*Passage given*:

# # # # # # #

The game consists of seven levels that take players through various locales: A Swiss Alps-style mountain, a cavern, a mine, a submarine, a haunted ship, a port town, and a castle. Mini-games are available at certain points that allows players to collect extra lives. These mini-games are Peabody and Sherman, where players control Sherman and blow bubble gum bubbles to clog a dragon's mouth, and Dudley Do-Right, where players ride a horse and avoided an ever-approaching train which is driven by Snidely Whiplash.
The Game Boy version only had three levels, although generally with multiple sections. In that one, the first level, Frostbite Falls, has the player controlling Bullwinkle, the second, on the Moon, uses Rocky, and the final one, the Abominable Manor, uses Bullwinkle again. Before the final section, a bonus level that had Bullwinkle running to the end of a football field to catch Rocky, while avoiding and head-butting football players on the way, could grant the player an extra life upon completion. The final section always had a time limit to defeat the Fearless Leader and rescue your friend, dying in this three times would send the player back to the first section of the level. Despite the absence thereof, the game label still showed the "Friends" (e.g. Dudley Do-Right).

# # # # # # #

*Objective 1*:
Answer these questions using the game passage:
(a) Who drives the train in the Dudley Do-Right mini-game?
(b) How many levels does the Game Boy version have?
(c) Which character does the player control in the level on the Moon?
*Objective 2*: Select each line of the records that contains the word "tree".

# # # # # # #

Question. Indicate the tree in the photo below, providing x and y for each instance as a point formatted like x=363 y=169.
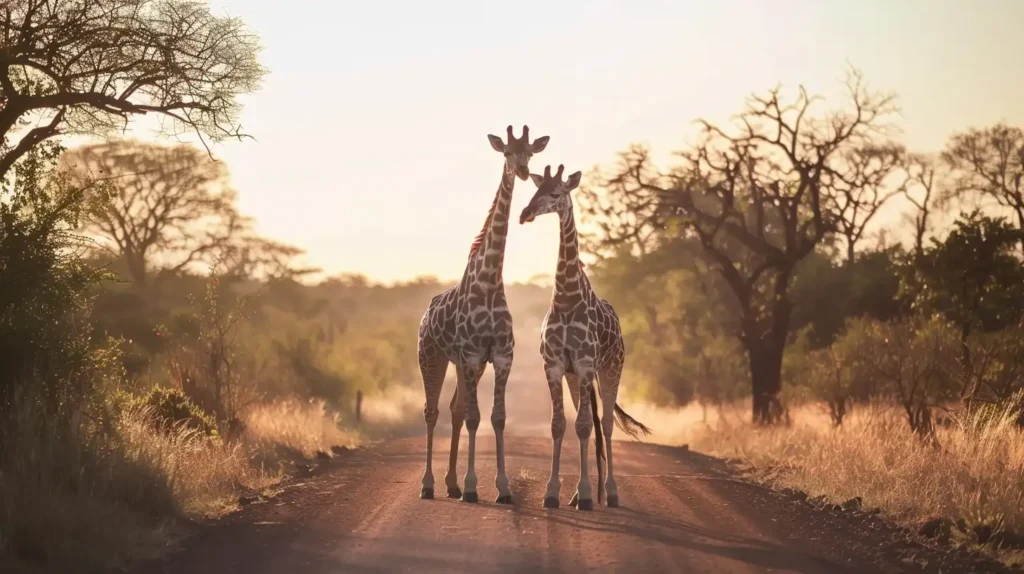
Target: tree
x=171 y=208
x=973 y=277
x=758 y=201
x=861 y=189
x=923 y=189
x=86 y=67
x=990 y=163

# # # # # # #

*Final answer 1*:
(a) Snidely Whiplash
(b) Three
(c) Rocky

*Final answer 2*:
Question. Indicate the tree in the photo below, providing x and y for each instance as a point formatted like x=363 y=169.
Target: tree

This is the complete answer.